## BRANO FORNITO
☆ ☆ ☆

Non lasciano l’Italia perché non trovano lavoro, lavori se ne trovano, parecchi, ma sono lavori sempre più poveri. Tanti giovani emigrano alla ricerca, innanzitutto, di salari migliori
I giovani italiani che ogni anno si spostano all’estero, per continuare gli studi o per cercare lavoro in un altro Paese, erano 21 mila nel 2010, sono stati oltre 91.400 lo scorso anno. Non lasciano l’Italia perché non trovano lavoro, lavori se ne trovano, parecchi, ma sono lavori sempre più poveri. Tanti giovani emigrano alla ricerca, innanzitutto, di salari migliori. Non a caso l’emigrazione dei giovani ha accelerato dopo l’episodio di inflazione accesa dall’invasione russa dell’Ucraina nel 2022: in molti settori il potere d’acquisto dei salari non ha ancora ripreso quanto perso in quel breve periodo.
Nello scorso triennio, 2022-24, le retribuzioni lorde nella fascia d’età 25-30 sono scese, al netto dell’inflazione e rispetto al decennio 2014-24, del 3,5%. Nella fascia 31-40 del 5%. Non è un problema solo dei giovani, loro almeno possono scegliere di emigrare. Il problema di retribuzioni più basse che nel resto d’Europa non è nemmeno una novità degli ultimi tre anni, né è un problema che riguarda solo alcuni settori. Nel turismo, ad esempio, le nostre retribuzioni annue lorde erano, nel 2022 (quindi prima del balzo dell’inflazione, ma ultimo anno per il quale Eurostat pubblica statistiche europee comparabili) 26 mila euro in media in Italia, a fronte di 31 mila in Francia, 32 mila in Olanda. Le differenze sono più ampie in altri settori: nell’istruzione 32.700 euro l’anno in Italia, contro 53.200 in Germania, 40.700 in Francia.
L’incapacità dei salari di tenere il passo con l’inflazione dipende in gran parte da come funzionano i nostri contratti di lavoro. L’Italia è fatta di micro-imprese, oltre 4 milioni di aziende hanno meno di 10 addetti. Nessuna di queste imprese può permettersi un contratto aziendale di secondo livello, per sua natura più flessibile: per loro esiste solo il contratto collettivo nazionale di settore. I contratti nazionali sono negoziati, per il settore privato fra Confindustria e sindacato, per il settore pubblico fra sindacato e Aran, un’Agenzia dello Stato. Il problema è che questi contratti non vengono mai rinnovati a scadenza, o vicino alla loro scadenza. Ad esempio, il contratto dei metalmeccanici, che riguarda oltre 2 milioni di lavoratori, scaduto nel 2023, non è ancora stato rinnovato: Federmeccanica, l’organizzazione delle imprese metalmeccaniche, e il sindacato discutono da mesi, ma un accordo non si trova: un altro sciopero è stato indetto per venerdì. Alcune imprese hanno perso la pazienza con Federmeccanica e hanno negoziato da sole: così Stellantis 10 giorni fa, non appena insediato il nuovo amministratore delegato, ha firmato un proprio contratto. Ma poche aziende hanno la forza di Stellantis e possono negoziare da sole.

☆ ☆ ☆

## ESTRATTO DEI DATI
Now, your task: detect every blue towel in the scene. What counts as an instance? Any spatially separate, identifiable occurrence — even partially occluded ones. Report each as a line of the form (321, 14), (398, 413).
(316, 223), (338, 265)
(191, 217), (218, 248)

☆ ☆ ☆

## COMPITI ED ESERCIZI
**a.** Secondo il brano sui salari e l'emigrazione dei giovani, quanti giovani italiani si trasferivano all'estero nel 2010?
**b.** Prosegui il brano sui salari e l'emigrazione dei giovani, cominciando subito dopo la sua ultima frase.
I dati non hanno alcun legame con il brano.

## RISPOSTE
**a.** Erano 21 mila.

**b.**
Anche il contratto per la Grande distribuzione, scaduto nel 2023, non è stato ancora rinnovato. Un contratto sempre più importante per le famiglie è quello che riguarda i lavoratori che curano anziani non autosufficienti, bambini e adulti con disabilità, malati in fase terminale, bambini privi di adeguato sostegno famigliare, donne vittime di violenza. Questo contratto, scaduto nel gennaio 2023 è stato firmato solo a gennaio di quest’anno.
Questi ritardi hanno due spiegazioni: per i contratti pubblici l’incentivo dei governi a rimandare i rinnovi e così alleggerire, almeno temporaneamente, la spesa pubblica. Per i privati abbassare, anche qui temporaneamente, ma due anni non sono pochi, il costo del lavoro sperando che il nuovo contratto non riesca a compensare, almeno non del tutto, i lavoratori.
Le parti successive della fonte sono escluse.